#### Document segment

Start of Block

Psychology of Religion at Its Best…and Less Best

In this hard-hitting report, Alex Uzdavines reflects on the highs and lows of his recent experience at the American Psychological Association Division 36 Society for the Psychology of Religion and Spirituality 2015 Mid-Year Conference hosted by Brigham Young University (BYU) in Provo, Utah, United States on March 20th and 21st 2015.

By Alex Uzdavines

Alex Uzdavines was born in San Diego, CA and existed for a number of years before deciding to pursue Psychology after taking most of the coursework in it offered by the San Diego Community College District. He transferred to and earned his BA in Psychology and Social Behavior and MA in Demographic and Social Analysis from the University of California, Irvine. He is a Clinical Psychology graduate student in the Department of Psychological Sciences at Case Western Reserve University, working under Professor Julie Exline. His primary research interests are in the psychology of (non)religion and (non)spirituality, with an emphasis on studying how (non)beliefs contribute to spiritual struggles and well-being.

Alex Uzdavines

Alex Uzdavines was born in San Diego, CA and existed for a number of years before deciding to pursue Psychology after taking most of the coursework in it offered by the San Diego Community College District. He transferred to and earned his BA in Psychology and Social Behavior and MA in Demographic and Social Analysis from the University of California, Irvine. He is a Clinical Psychology graduate student in the Department of Psychological Sciences at Case Western Reserve University, working under Professor Julie Exline. His primary research interests are in the psychology of (non)religion and (non)spirituality, with an emphasis on studying how (non)beliefs contribute to spiritual struggles and well-being.

End of Block

#### Using the information
**a)** Reproduce everything in the conference report from "Psychology of Religion at" down to "and 21st 2015.".
**b)** Pick up the conference report after its last sentence and continue writing it.
The listing that follows has no connection to the conference report.

#### Dataset records
Start of Block

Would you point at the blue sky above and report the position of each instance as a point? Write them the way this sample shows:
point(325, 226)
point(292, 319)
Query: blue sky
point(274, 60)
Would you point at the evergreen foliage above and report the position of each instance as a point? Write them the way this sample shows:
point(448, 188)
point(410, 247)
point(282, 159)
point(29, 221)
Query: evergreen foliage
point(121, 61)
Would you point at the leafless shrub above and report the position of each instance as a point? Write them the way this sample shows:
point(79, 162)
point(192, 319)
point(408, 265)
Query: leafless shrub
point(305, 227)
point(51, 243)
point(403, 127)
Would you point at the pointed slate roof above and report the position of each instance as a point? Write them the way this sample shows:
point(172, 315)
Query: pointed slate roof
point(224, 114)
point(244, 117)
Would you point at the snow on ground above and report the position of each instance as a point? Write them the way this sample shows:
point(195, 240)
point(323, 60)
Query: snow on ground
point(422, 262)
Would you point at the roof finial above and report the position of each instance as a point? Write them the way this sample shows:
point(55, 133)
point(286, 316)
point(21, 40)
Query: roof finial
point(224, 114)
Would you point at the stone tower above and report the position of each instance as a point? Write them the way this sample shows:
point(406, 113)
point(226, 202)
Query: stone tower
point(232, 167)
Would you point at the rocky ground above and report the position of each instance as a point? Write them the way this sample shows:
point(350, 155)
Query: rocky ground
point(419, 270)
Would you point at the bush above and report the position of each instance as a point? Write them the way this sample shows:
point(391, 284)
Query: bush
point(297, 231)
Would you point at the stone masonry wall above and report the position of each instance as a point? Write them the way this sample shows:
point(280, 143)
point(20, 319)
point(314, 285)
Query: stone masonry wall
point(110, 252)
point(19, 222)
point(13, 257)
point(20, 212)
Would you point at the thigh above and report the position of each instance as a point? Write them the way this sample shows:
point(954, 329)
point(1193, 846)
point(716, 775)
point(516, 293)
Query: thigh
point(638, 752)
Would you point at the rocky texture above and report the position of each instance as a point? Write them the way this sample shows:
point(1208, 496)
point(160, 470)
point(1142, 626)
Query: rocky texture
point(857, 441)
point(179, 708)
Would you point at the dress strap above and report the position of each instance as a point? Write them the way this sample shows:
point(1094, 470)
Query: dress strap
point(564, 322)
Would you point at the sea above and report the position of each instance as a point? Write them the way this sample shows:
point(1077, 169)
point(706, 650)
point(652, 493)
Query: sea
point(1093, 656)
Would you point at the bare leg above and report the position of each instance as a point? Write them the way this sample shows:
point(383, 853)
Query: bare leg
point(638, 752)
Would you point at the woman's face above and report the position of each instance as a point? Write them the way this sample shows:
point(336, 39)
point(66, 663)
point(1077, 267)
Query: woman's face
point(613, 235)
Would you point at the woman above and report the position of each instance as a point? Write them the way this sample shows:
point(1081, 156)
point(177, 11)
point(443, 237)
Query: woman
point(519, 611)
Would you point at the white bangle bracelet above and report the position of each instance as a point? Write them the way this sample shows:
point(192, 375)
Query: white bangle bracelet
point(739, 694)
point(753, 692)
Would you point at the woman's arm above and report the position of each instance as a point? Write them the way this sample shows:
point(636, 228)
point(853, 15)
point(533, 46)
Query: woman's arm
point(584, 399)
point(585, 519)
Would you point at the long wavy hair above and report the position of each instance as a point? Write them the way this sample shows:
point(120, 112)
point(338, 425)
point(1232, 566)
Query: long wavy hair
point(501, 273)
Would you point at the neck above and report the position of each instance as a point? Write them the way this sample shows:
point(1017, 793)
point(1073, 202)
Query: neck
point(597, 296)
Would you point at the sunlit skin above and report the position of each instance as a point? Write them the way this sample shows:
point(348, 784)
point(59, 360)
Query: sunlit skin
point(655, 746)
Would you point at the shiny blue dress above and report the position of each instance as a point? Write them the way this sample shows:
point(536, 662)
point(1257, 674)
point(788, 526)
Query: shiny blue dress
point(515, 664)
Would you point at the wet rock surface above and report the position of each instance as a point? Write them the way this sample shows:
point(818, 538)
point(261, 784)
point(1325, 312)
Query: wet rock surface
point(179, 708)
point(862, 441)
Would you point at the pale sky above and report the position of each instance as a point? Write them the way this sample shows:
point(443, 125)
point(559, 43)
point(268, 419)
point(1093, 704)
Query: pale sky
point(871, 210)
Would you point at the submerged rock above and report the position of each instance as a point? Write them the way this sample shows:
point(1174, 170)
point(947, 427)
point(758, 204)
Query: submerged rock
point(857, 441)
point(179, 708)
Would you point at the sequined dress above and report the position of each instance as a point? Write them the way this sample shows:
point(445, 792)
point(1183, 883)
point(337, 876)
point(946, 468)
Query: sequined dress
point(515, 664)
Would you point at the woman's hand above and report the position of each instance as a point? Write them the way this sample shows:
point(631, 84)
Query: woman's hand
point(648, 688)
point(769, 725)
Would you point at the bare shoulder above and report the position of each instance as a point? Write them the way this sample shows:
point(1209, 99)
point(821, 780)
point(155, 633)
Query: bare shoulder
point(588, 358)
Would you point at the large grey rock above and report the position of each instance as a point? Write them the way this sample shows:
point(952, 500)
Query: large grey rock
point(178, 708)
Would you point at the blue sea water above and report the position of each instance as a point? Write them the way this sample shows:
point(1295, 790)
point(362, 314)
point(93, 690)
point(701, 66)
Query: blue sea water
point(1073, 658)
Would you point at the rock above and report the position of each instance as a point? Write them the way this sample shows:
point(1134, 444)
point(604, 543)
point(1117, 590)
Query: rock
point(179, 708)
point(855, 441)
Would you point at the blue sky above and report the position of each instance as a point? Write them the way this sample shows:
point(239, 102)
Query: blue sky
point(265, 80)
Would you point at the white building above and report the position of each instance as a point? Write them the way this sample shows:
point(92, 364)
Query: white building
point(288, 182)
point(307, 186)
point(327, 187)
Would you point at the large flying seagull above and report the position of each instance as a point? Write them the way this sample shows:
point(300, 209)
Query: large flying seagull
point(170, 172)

End of Block

#### Exercise results
**a)**
Psychology of Religion at Its Best…and Less Best

In this hard-hitting report, Alex Uzdavines reflects on the highs and lows of his recent experience at the American Psychological Association Division 36 Society for the Psychology of Religion and Spirituality 2015 Mid-Year Conference hosted by Brigham Young University (BYU) in Provo, Utah, United States on March 20th and 21st 2015.

**b)**
In response to:

There were a number of excellent talks at the (deep breath) American Psychological Association Division 36 Society for the Psychology of Religion and Spirituality 2015 Mid-Year Conference hosted by Brigham Young University (BYU) at the Marriott Conference Center in Provo, Utah, United States on March 20th and 21st (exhale). In particular, the second keynote address by Dr. Frank Fincham, Director of the Florida State University Family Institute was an excellent model of how research in the psychology of religion and spirituality can have practical use in designing psychological interventions in addition to the acquisition of knowledge. His and his collaborators’ work involved the psychological impacts of partner-directed prayer on the romantic relationships of religious believers, specifically how prayer can bolster relationship quality by increasing the forgiveness ability of the praying partner. Over a series of carefully framed studies he described the process they used to look at the broad effects of partner directed prayer on relationships. After narrowing their focus, they found that increased cooperative behavior was the primary mediator of the effect of prayer on forgiveness. They used these findings to construct and validate a prayer-focused marriage therapy intervention within an African-American, religious population. Throughout his talk, he was careful to make it clear that these studies were done with, and only apply to, religious believers and that the possibility of comparable mechanisms for nonbeliever couples still need to be researched.

Dr. Julie Exline’s Laboratory at Case Western Reserve University: Alex Uzdavines, Julie Exline, Valencia Harriott, Steffany Homolka, Nick Stauner, and Josh Wilt.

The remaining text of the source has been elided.